» **Tareas y ejercicios**:
(1) Según el extracto del documento, ¿qué editorial publicó La herida se mueve?
(2) Nombra todos los escritores argentinos que el extracto del documento cita al hablar de La herida se mueve.
(3) Escribe la continuación del texto sobre Solitario empeño y el monólogo interior a partir de su última oración.

Luis Rodríguez, La herida se mueve; Tropo, Barcelona, 2015.


La novela de Luis Rodríguez es uno de los mayores desafíos que puede afrontar un lector de narrativa actual en castellano; la radicalidad de su planteamiento me recuerda a algunas novelas de escritores argentinos (Chitarroni, Katchadjian, Libertella). Adelanto un extracto de la reseña que aparecerá en el número de la revista Mercurio correspondiente al mes de enero:

“Los personajes de La herida se mueve no se preguntan el porqué de las cosas ni de sus actos, sólo los ejecutan; el narrador anota no sólo los hechos que suceden en la obra, también los que no acaecen (p. 96, entre otras), aludiendo a lo azaroso de cualquier desenlace. Las citas del Monsieur Teste de Valéry pueden apelar a la incapacidad de Genaro de pensarse y entenderse. Algunos tachados esparcidos aquí y allá hacen dudar al lector de si está leyendo una historia o la escritura de una historia. Algunos caracteres reaccionan inesperadamente ante los estímulos y otros se estimulan con lo inesperado; pequeñas historias se insertan con las demás tejiendo un corpus textual en el que todo, literalmente, es posible.”

La herida se mueve, en mi modesta opinión, no es una novela recomendable, es simplemente obligatoria.



Cristian Crusat, Solitario empeño; Pre-Textos, Valencia, 2015.


Creo que la mayor reticencia que genera el monólogo interior es que, salvo escasas excepciones, no suele ser demasiado veraz, no nos resulta demasiado verosímil respecto a la auténtica cadencia de nuestros pensamientos. Por ejemplo, siempre he creído que Joyce acierta más en el modo de exposición de la cadena mental de Gretta (“The Dead”, Dubliners), que en la de Molly Bloom en el Ulysses. La diferencia entre ambas exposiciones es que Gretta tiene que compartir su discurso interior con Gabriel; es decir, es un monólogo interrumpido por su interlocutor y enunciado en voz alta de forma discontinua –porque no puede llarmarse “diálogo” a lo que ocurre después de que Gretta oiga en la calle la canción “La joven de Aughrim”–. El torrente de sentimientos de Gretta asola a Gabriel y devasta su deseo, dejándole inerme ante la aparición de la muerte de Furey recreada por su esposa. Gabriel puede "oír" el monólogo interior de Gretta y por eso Joyce nos dice que "Un vago terror se apoderó de Gabriel ante su respuesta".

» **Entradas proporcionadas**:

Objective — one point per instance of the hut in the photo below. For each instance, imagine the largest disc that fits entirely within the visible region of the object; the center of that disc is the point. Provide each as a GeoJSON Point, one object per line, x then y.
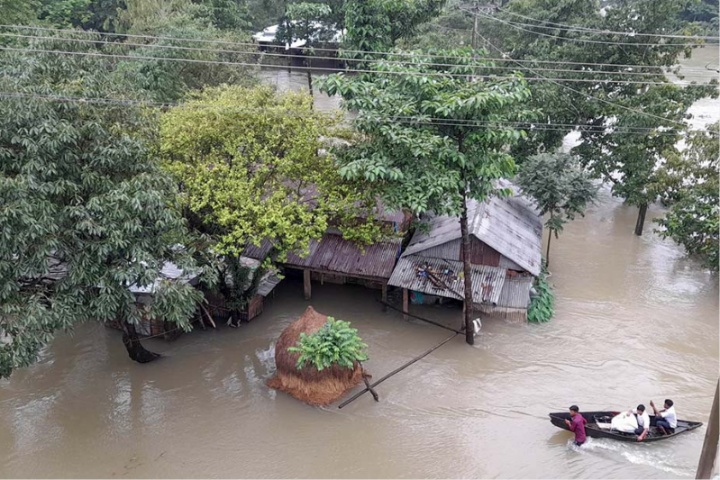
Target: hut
{"type": "Point", "coordinates": [334, 259]}
{"type": "Point", "coordinates": [152, 326]}
{"type": "Point", "coordinates": [308, 384]}
{"type": "Point", "coordinates": [257, 290]}
{"type": "Point", "coordinates": [505, 252]}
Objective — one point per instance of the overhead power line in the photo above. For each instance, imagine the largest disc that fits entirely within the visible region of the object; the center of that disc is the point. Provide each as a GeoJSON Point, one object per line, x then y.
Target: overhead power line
{"type": "Point", "coordinates": [602, 100]}
{"type": "Point", "coordinates": [407, 119]}
{"type": "Point", "coordinates": [335, 50]}
{"type": "Point", "coordinates": [562, 26]}
{"type": "Point", "coordinates": [518, 26]}
{"type": "Point", "coordinates": [335, 70]}
{"type": "Point", "coordinates": [366, 61]}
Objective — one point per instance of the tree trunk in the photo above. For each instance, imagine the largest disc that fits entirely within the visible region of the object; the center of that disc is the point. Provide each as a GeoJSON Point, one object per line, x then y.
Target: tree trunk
{"type": "Point", "coordinates": [467, 274]}
{"type": "Point", "coordinates": [641, 219]}
{"type": "Point", "coordinates": [710, 445]}
{"type": "Point", "coordinates": [136, 351]}
{"type": "Point", "coordinates": [547, 253]}
{"type": "Point", "coordinates": [308, 64]}
{"type": "Point", "coordinates": [474, 37]}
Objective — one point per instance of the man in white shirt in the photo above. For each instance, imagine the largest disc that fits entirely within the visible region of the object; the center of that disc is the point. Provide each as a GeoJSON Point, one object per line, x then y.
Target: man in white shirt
{"type": "Point", "coordinates": [666, 418]}
{"type": "Point", "coordinates": [643, 422]}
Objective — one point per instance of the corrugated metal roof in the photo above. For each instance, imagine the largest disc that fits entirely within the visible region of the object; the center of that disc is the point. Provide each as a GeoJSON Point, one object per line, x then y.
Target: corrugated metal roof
{"type": "Point", "coordinates": [169, 271]}
{"type": "Point", "coordinates": [335, 254]}
{"type": "Point", "coordinates": [487, 282]}
{"type": "Point", "coordinates": [268, 282]}
{"type": "Point", "coordinates": [509, 225]}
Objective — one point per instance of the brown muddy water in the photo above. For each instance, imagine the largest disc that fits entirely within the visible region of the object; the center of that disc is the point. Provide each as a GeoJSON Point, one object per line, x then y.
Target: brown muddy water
{"type": "Point", "coordinates": [635, 321]}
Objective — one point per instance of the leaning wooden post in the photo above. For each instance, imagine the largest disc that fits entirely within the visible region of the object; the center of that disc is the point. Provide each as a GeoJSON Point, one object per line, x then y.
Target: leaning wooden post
{"type": "Point", "coordinates": [306, 284]}
{"type": "Point", "coordinates": [406, 307]}
{"type": "Point", "coordinates": [710, 446]}
{"type": "Point", "coordinates": [384, 296]}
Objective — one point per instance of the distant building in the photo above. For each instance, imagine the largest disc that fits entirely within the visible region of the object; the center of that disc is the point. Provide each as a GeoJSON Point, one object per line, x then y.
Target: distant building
{"type": "Point", "coordinates": [506, 241]}
{"type": "Point", "coordinates": [267, 38]}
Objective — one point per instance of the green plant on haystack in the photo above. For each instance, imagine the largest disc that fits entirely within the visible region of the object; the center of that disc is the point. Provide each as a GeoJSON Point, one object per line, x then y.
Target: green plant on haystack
{"type": "Point", "coordinates": [334, 343]}
{"type": "Point", "coordinates": [542, 305]}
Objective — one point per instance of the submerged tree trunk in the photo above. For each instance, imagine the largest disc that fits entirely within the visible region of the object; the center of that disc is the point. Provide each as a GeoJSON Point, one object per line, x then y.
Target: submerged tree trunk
{"type": "Point", "coordinates": [547, 253]}
{"type": "Point", "coordinates": [641, 220]}
{"type": "Point", "coordinates": [136, 351]}
{"type": "Point", "coordinates": [467, 274]}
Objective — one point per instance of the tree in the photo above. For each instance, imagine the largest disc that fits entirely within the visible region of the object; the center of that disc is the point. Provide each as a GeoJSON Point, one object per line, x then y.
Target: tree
{"type": "Point", "coordinates": [375, 25]}
{"type": "Point", "coordinates": [86, 211]}
{"type": "Point", "coordinates": [692, 180]}
{"type": "Point", "coordinates": [559, 186]}
{"type": "Point", "coordinates": [421, 148]}
{"type": "Point", "coordinates": [248, 164]}
{"type": "Point", "coordinates": [308, 24]}
{"type": "Point", "coordinates": [170, 80]}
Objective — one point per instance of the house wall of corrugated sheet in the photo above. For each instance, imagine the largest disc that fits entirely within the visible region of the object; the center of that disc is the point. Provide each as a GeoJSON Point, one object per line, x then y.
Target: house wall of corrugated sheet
{"type": "Point", "coordinates": [516, 292]}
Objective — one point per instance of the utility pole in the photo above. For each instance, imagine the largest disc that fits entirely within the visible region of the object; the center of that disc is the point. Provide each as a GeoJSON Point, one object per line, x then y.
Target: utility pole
{"type": "Point", "coordinates": [710, 446]}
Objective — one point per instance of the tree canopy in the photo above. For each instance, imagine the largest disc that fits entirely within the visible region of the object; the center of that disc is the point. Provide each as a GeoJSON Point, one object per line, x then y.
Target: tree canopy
{"type": "Point", "coordinates": [692, 179]}
{"type": "Point", "coordinates": [248, 163]}
{"type": "Point", "coordinates": [433, 140]}
{"type": "Point", "coordinates": [560, 187]}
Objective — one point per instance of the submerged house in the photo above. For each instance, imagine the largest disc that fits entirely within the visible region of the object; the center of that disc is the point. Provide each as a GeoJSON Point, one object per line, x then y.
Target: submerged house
{"type": "Point", "coordinates": [506, 241]}
{"type": "Point", "coordinates": [334, 259]}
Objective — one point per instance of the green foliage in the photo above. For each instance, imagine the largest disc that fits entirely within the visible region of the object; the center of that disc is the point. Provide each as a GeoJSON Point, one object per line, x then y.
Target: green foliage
{"type": "Point", "coordinates": [542, 306]}
{"type": "Point", "coordinates": [85, 210]}
{"type": "Point", "coordinates": [559, 185]}
{"type": "Point", "coordinates": [169, 81]}
{"type": "Point", "coordinates": [375, 25]}
{"type": "Point", "coordinates": [252, 171]}
{"type": "Point", "coordinates": [693, 219]}
{"type": "Point", "coordinates": [436, 163]}
{"type": "Point", "coordinates": [628, 161]}
{"type": "Point", "coordinates": [334, 344]}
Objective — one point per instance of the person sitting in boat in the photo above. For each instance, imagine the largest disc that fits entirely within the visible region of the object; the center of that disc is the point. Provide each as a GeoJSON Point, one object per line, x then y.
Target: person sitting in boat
{"type": "Point", "coordinates": [577, 425]}
{"type": "Point", "coordinates": [625, 422]}
{"type": "Point", "coordinates": [643, 420]}
{"type": "Point", "coordinates": [667, 420]}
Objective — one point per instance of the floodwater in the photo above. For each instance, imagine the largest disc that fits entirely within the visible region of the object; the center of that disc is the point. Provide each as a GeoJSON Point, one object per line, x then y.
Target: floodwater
{"type": "Point", "coordinates": [635, 321]}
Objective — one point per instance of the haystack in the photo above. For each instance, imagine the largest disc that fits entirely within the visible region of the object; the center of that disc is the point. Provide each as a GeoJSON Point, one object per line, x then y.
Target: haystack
{"type": "Point", "coordinates": [308, 384]}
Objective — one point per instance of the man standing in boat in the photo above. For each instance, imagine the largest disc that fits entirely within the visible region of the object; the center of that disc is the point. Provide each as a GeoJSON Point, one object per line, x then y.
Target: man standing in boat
{"type": "Point", "coordinates": [643, 422]}
{"type": "Point", "coordinates": [666, 418]}
{"type": "Point", "coordinates": [577, 425]}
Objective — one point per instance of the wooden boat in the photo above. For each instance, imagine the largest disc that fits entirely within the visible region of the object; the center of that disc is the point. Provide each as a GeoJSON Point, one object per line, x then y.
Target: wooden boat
{"type": "Point", "coordinates": [599, 423]}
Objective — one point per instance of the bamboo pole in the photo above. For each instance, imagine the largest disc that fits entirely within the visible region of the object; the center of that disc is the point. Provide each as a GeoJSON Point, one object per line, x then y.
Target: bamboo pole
{"type": "Point", "coordinates": [397, 370]}
{"type": "Point", "coordinates": [710, 445]}
{"type": "Point", "coordinates": [432, 322]}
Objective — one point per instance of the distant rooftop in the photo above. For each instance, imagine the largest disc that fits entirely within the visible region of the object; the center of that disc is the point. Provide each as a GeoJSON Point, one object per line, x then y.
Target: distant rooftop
{"type": "Point", "coordinates": [510, 225]}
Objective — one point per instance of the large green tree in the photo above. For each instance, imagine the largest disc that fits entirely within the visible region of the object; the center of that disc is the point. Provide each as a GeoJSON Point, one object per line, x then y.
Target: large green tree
{"type": "Point", "coordinates": [85, 210]}
{"type": "Point", "coordinates": [248, 163]}
{"type": "Point", "coordinates": [190, 65]}
{"type": "Point", "coordinates": [642, 120]}
{"type": "Point", "coordinates": [375, 25]}
{"type": "Point", "coordinates": [560, 187]}
{"type": "Point", "coordinates": [691, 181]}
{"type": "Point", "coordinates": [434, 139]}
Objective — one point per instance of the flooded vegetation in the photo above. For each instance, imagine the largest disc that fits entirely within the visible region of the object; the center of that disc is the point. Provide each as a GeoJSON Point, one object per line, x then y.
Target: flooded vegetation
{"type": "Point", "coordinates": [204, 411]}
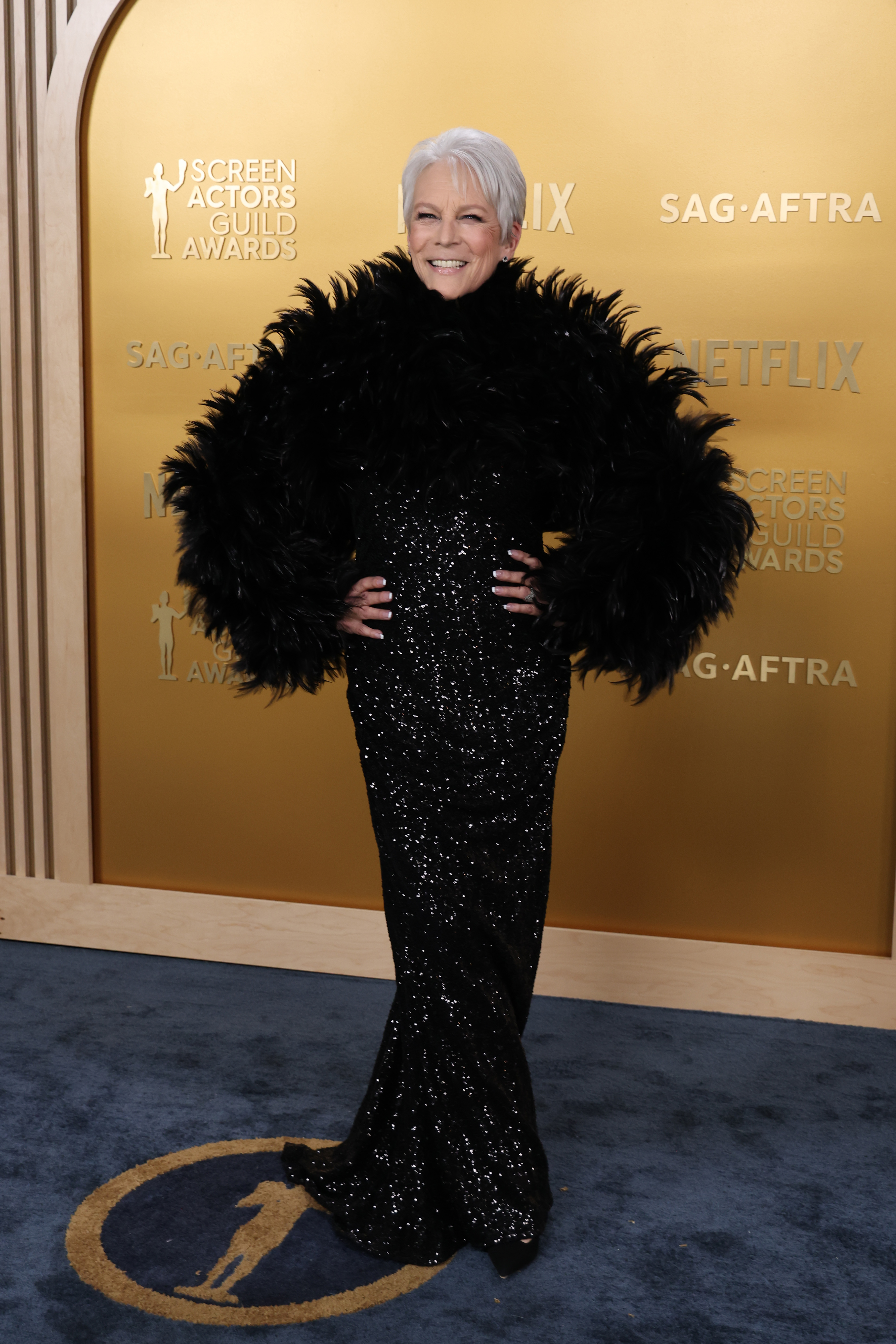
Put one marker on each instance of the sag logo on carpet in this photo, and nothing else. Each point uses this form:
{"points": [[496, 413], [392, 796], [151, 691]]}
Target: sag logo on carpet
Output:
{"points": [[214, 1234]]}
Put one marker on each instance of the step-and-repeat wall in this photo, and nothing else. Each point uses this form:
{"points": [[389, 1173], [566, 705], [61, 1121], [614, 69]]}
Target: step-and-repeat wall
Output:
{"points": [[730, 167]]}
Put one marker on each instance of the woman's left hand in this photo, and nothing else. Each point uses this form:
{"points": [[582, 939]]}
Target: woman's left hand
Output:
{"points": [[524, 595]]}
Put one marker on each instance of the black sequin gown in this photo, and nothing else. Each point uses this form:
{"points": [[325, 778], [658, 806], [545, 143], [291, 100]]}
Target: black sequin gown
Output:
{"points": [[460, 716]]}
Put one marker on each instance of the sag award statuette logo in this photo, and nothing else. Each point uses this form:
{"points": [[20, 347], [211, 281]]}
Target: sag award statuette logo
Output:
{"points": [[158, 187], [216, 1236]]}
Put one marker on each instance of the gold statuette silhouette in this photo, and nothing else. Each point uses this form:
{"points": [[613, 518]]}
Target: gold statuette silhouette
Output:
{"points": [[281, 1210]]}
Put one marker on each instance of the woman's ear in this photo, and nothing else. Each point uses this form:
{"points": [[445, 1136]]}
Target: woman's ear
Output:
{"points": [[516, 233]]}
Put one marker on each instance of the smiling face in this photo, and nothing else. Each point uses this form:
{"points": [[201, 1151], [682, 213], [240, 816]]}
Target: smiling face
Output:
{"points": [[455, 237]]}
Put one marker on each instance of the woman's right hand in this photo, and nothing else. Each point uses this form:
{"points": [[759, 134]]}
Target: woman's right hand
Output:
{"points": [[366, 601]]}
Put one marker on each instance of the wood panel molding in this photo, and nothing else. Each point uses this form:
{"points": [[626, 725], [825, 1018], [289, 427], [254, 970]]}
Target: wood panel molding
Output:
{"points": [[48, 896], [576, 964]]}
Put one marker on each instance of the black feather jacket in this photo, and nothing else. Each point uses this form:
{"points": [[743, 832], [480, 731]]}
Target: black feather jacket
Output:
{"points": [[387, 375]]}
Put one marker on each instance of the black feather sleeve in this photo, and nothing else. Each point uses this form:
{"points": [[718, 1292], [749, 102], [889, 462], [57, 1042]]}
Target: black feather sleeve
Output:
{"points": [[265, 522], [655, 535]]}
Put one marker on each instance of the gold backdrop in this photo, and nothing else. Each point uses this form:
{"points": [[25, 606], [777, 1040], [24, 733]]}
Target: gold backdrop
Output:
{"points": [[731, 169]]}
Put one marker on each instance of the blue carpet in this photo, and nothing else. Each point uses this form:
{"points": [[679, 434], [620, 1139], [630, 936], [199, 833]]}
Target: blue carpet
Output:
{"points": [[729, 1179]]}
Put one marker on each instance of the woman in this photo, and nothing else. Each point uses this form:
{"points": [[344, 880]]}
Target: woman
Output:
{"points": [[354, 504]]}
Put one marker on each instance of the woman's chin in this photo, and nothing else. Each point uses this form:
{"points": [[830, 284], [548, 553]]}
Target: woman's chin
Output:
{"points": [[453, 283]]}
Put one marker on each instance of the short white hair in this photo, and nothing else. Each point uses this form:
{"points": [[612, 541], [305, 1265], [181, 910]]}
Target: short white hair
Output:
{"points": [[485, 158]]}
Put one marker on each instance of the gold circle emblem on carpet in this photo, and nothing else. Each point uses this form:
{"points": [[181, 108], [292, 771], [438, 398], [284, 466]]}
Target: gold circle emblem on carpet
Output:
{"points": [[125, 1221]]}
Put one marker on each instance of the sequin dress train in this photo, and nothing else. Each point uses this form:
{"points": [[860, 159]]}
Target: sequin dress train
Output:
{"points": [[460, 717]]}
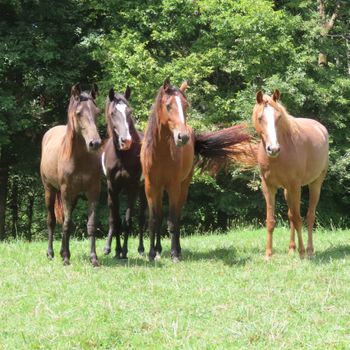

» **Respuestas esperadas**:
(1) Tropo, de Barcelona.

(2) Chitarroni, Katchadjian y Libertella.

(3)
Creo que el secreto de los cuentos de Crusat es que constituyen una memorable exposición contemporánea del monólogo interior; es decir, creo que nuestro cerebro se cuenta la existencia como lo hacen los narradores de sus relatos: van siguiendo el hilo del presente de la historia contada (no de la narración, casi siempre en pasado) hasta que algún estímulo (como la canción para Gretta) dispara el gatillo de la memoria y retrotrae la “acción mental” hacia diversos puntos del tiempo y del espacio. Es decir, que esos recuerdos que salpican los textos funcionan como agujeros de gusano que quiebran la línea espacio-temporal de sus relatos, llevándolos a otros mundos narrativos, sin abandonar en ningún momento la trama principal, a la que vuelven durante unas páginas, para abandonarla algo más tarde por una nueva deriva nostálgica, casi siempre sentimental o afectiva.

Observemos el cuento “Conductos”, de revelador título, que tiene como fin argumental explicar cómo se conectan las historias y los sentimientos, y como fin estructural desvelar la poética cuentística de Solitario empeño mediando el libro; su protagonista, Molly D, otra Molly mentalmente dispersa, cuida de un niño en un hotel aunque tiene la mente puesta en un relato que escribe y con el que se va conectando: “(…) pregunta el niño cuando esperan a que se encienda la luz del ascensor. Ella lo mira y le tira del lóbulo. Al hacerlo, vuelve a pensar en su cuento” (p. 82). Y un poco más adelante: “Sin ninguna razón e particular, comienza a pensar en el chico con el que lleva saliendo tres meses” (p. 83); “Abre su cuaderno y durante una docena de minutos no escribe nada. (…) Tras ese intervalo de tiempo, finalmente, pensará en el chico de origen alemán con el que se acostó el día anterior” (p. 84). La fluctuación constante entre la realidad de Molly y el cuento que escribe es la que tiene el lector con los cuentos que reúne Crusat a lo largo del volumen: reproducen su forma de divagar. Respecto a la “poética” incluida en el mismo “Conductos”, una disquisición sobre la idea de centro y vacío en el cuento (pp. 90-91), entiendo que es una remisión directa al excelente ensayo sobre el relato breve El vacío y el centro. Tres lecturas sobre el cuento (2002) de Ángel Zapata.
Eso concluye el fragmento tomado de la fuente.